Requirement:
Copy out the listing exactly.

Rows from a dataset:
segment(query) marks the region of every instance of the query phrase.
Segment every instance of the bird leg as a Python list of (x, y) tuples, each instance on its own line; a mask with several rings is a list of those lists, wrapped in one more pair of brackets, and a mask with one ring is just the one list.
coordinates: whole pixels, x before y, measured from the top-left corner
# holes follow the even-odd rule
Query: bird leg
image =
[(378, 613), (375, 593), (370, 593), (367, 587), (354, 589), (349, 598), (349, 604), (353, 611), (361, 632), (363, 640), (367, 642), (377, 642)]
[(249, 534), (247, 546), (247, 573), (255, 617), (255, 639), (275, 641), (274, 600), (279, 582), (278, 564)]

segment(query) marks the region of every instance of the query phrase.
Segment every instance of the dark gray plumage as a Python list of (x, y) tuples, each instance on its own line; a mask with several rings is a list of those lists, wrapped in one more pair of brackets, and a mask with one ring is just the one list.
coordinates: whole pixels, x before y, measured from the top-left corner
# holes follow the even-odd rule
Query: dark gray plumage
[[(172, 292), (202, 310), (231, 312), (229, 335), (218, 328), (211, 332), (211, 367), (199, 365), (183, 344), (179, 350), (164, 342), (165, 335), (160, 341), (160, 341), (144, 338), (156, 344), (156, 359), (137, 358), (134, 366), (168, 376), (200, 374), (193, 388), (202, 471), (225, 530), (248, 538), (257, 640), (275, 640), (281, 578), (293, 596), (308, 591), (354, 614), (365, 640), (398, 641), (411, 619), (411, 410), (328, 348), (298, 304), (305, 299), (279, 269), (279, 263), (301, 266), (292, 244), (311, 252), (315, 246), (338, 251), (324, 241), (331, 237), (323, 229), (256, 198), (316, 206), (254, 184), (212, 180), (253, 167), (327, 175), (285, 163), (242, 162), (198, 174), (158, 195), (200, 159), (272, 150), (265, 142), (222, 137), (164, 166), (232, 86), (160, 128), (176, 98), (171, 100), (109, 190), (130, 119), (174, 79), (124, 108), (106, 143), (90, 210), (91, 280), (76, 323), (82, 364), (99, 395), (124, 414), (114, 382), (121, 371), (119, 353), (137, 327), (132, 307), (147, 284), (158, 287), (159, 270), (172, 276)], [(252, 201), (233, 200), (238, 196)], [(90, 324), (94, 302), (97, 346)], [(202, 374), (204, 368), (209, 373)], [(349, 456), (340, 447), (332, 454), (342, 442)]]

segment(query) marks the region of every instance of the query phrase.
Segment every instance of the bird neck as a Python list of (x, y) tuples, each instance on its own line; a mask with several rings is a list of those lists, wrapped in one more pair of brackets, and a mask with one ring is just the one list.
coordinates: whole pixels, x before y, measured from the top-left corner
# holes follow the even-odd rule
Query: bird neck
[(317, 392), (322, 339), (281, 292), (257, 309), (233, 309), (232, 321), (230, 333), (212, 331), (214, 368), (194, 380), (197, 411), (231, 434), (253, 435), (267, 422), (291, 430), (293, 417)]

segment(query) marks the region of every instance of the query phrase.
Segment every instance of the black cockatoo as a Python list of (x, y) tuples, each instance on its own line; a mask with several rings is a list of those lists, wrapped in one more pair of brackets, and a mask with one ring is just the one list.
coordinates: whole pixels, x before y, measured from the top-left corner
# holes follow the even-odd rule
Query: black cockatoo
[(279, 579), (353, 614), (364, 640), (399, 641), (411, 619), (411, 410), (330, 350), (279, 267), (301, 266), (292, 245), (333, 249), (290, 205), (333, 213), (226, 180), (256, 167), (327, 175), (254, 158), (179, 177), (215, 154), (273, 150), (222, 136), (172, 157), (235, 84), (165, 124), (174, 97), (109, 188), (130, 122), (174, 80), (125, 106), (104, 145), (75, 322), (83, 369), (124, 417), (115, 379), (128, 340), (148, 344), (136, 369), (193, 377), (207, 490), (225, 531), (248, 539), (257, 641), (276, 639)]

Solved exercise:
segment(query) marks the region of every instance of the query phrase.
Segment every instance of the bird leg as a Python list of (x, y) tuples, each instance on its own line; a mask with several rings is a list of those lists, wrapped in one more pair of brackets, and a mask with one ring is just the one list.
coordinates: whole pixels, x before y, measured from the top-left corner
# holes follow the even-odd rule
Query: bird leg
image =
[(378, 613), (375, 593), (370, 593), (367, 587), (354, 589), (349, 598), (349, 604), (353, 611), (361, 632), (363, 640), (367, 642), (377, 642)]
[(249, 534), (247, 546), (247, 573), (255, 617), (255, 639), (275, 641), (274, 600), (279, 582), (278, 564)]

segment(query) marks the region of every instance of the query phrase.
Segment every instance of the dark gray plumage as a Python list of (x, y) tuples, each instance on its own line; a mask with several rings is a list of those lists, wrapped in one more pair of brackets, and a mask with one ring is just the one list.
coordinates: whole pixels, x before y, measured from the top-left corner
# holes follow the even-odd rule
Query: dark gray plumage
[[(172, 292), (202, 310), (231, 312), (229, 335), (218, 328), (211, 332), (211, 367), (199, 365), (183, 344), (179, 350), (164, 342), (165, 335), (160, 341), (160, 341), (144, 338), (156, 344), (156, 359), (137, 358), (134, 366), (168, 376), (200, 374), (193, 388), (202, 471), (225, 530), (248, 538), (257, 640), (275, 640), (281, 578), (293, 596), (308, 591), (354, 614), (365, 640), (398, 641), (411, 619), (411, 410), (328, 348), (298, 304), (305, 299), (279, 269), (279, 263), (301, 266), (292, 244), (311, 252), (315, 246), (338, 251), (324, 241), (331, 237), (323, 229), (256, 198), (316, 206), (254, 184), (212, 180), (253, 167), (327, 175), (285, 163), (242, 162), (198, 174), (158, 195), (200, 159), (272, 150), (265, 142), (222, 137), (164, 166), (232, 86), (160, 128), (176, 98), (171, 100), (109, 190), (130, 119), (174, 79), (124, 108), (106, 143), (90, 210), (91, 280), (76, 323), (82, 364), (99, 395), (124, 414), (114, 382), (121, 371), (119, 353), (137, 327), (132, 307), (147, 284), (158, 287), (159, 270), (172, 276)], [(252, 201), (233, 200), (238, 196)], [(90, 324), (94, 302), (97, 346)], [(202, 374), (204, 368), (209, 373)], [(349, 456), (340, 447), (332, 454), (342, 442)]]

segment(query) marks the region of every instance of the query phrase.
Segment every instance of the bird neck as a Python list of (x, y) tuples, each instance on its own line; a mask with several rings is a list of those lists, wrapped in one more pair of brackets, and a mask with one ring is just the one list.
coordinates: whole pixels, x before y, measured from the top-left corner
# holes follow the even-odd rule
Query: bird neck
[(317, 392), (322, 339), (281, 292), (257, 309), (233, 309), (232, 321), (230, 333), (212, 331), (214, 368), (194, 380), (197, 411), (231, 434), (253, 435), (267, 422), (291, 430), (293, 417)]

segment(query) marks the region of every instance of the query phrase.
Segment every instance of the black cockatoo as a Python list of (x, y) tuples, each instance on its own line; a mask with several rings is a list of those lists, wrapped in one more pair of brackets, and a mask with one ring is just the one list.
coordinates: whole pixels, x before y, measured from the top-left corner
# holes follow the even-odd rule
Query: black cockatoo
[(279, 579), (353, 614), (364, 640), (399, 641), (411, 619), (411, 410), (330, 350), (279, 267), (301, 266), (292, 245), (333, 249), (290, 205), (333, 213), (226, 180), (256, 167), (327, 175), (254, 158), (179, 177), (215, 154), (273, 150), (222, 136), (172, 157), (235, 84), (165, 124), (174, 97), (109, 188), (130, 122), (174, 80), (125, 106), (104, 145), (75, 322), (83, 369), (124, 417), (115, 379), (128, 340), (148, 344), (136, 369), (193, 377), (207, 490), (225, 531), (248, 539), (257, 641), (276, 639)]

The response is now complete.